(RECORDS SHOWN Opens)

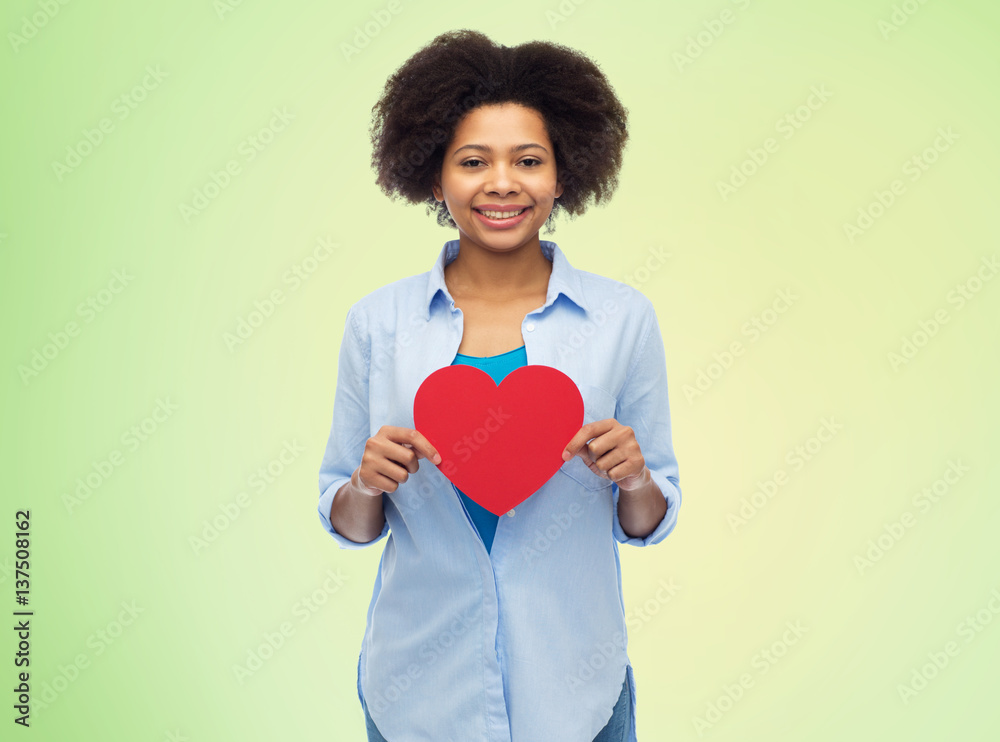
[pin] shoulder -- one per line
(386, 302)
(604, 294)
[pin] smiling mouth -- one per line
(501, 215)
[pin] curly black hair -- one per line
(414, 120)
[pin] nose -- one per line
(502, 180)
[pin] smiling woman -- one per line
(485, 625)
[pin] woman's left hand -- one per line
(612, 453)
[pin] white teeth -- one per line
(500, 214)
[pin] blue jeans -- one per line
(616, 730)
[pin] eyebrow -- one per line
(487, 148)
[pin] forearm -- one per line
(357, 516)
(641, 510)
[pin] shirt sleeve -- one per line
(644, 407)
(350, 428)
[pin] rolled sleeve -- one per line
(350, 428)
(643, 406)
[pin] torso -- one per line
(492, 328)
(492, 325)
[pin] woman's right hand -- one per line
(390, 457)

(RECORDS SHOWN Closes)

PROBLEM DESCRIPTION:
Transcribe the records above exactly, but only from the line that contains "[pin] shirt sleeve -- one per line" through their final line, inclusive.

SOLVED EXERCISE:
[pin] shirt sleeve -- one per line
(644, 407)
(350, 428)
[pin] rolled sleeve -- one per line
(350, 428)
(643, 406)
[pin] torso -- one per line
(492, 328)
(492, 325)
[pin] woman's right hand -- one per line
(390, 457)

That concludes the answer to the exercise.